SOURCE DOCUMENT:
○ ○ ○ ○ ○ ○ ○
Skip to content

Invalid JSON produced in streamed tool_call arguments when using Hermes 3 parser #3838

@fonfonya

Description

@fonfonya

Describe the bug
When using the OpenVINO Model Server OpenAI-compatible /v3 endpoint with stream=true and tool_choice="required" (Hermes 3 tool parser), the streamed arguments field sometimes contains JSON fragments that appear to be split or positioned incorrectly. This results in the final concatenated arguments not being valid JSON.


To Reproduce

  1. Prepare the model repository using export_model.py:
python export_model.py text_generation \
  --source_model Qwen/Qwen3-4B-Instruct-2507 \
  --weight-format int8 \
  --config_file_path models/config.json \
  --model_repository_path models \
  --tool_parser hermes3
  1. Launch OVMS:
docker run -d --user $(id -u):$(id -g) --rm \
  -p 8000:8000 \
  -v $(pwd)/models:/models \
  openvino/model_server:weekly \
  --rest_port 8000 \
  --model_repository_path models \
  --source_model Qwen/Qwen3-4B-Instruct-2507 \
  --tool_parser hermes3 \
  --task text_generation \
  --enable_prefix_caching true
  1. Client code:
import openai

client = openai.OpenAI(
    api_key="",
    base_url="http://127.0.0.1:8000/v3",
)
○ ○ ○ ○ ○ ○ ○
EXTRACTED ENTRIES:

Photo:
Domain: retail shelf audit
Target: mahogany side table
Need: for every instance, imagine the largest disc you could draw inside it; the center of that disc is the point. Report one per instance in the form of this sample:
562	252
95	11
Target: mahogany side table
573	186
○ ○ ○ ○ ○ ○ ○
ACTIVITIES:
1. Answer these questions from the bug report:
(a) Which tool parser is named in the bug report?
(b) What weight format is given to export_model.py?
(c) What base_url does the client code set?
2. List every option flag that the bug report passes to export_model.py.
3. Carry on with the bug report from the point where its client code ends.
None of the listing is needed here.

TASK RESPONSES:
1.
(a) Hermes 3 (hermes3)
(b) int8
(c) http://127.0.0.1:8000/v3

2.
--source_model
--weight-format
--config_file_path
--model_repository_path
--tool_parser

3.
output = ""
for chunk in client.chat.completions.create(
    messages=[{"role": "user", "content": "1+1"}],
    model="Qwen/Qwen3-4B-Instruct-2507",
    stream=True,
    temperature=0.0,
    tool_choice="required",
    tools=[
        {
            "type": "function",
            "function": {
                "name": "search",
                "description": "",
                "parameters": {
                    "type": "object",
                    "properties": {"query": {"type": "string"}},
                    "required": ["query"],
                },
            },
        }
    ],
):
    arguments = chunk.choices[0].delta.tool_calls[0].function.arguments
    if arguments is not None:
        output += arguments

print(output)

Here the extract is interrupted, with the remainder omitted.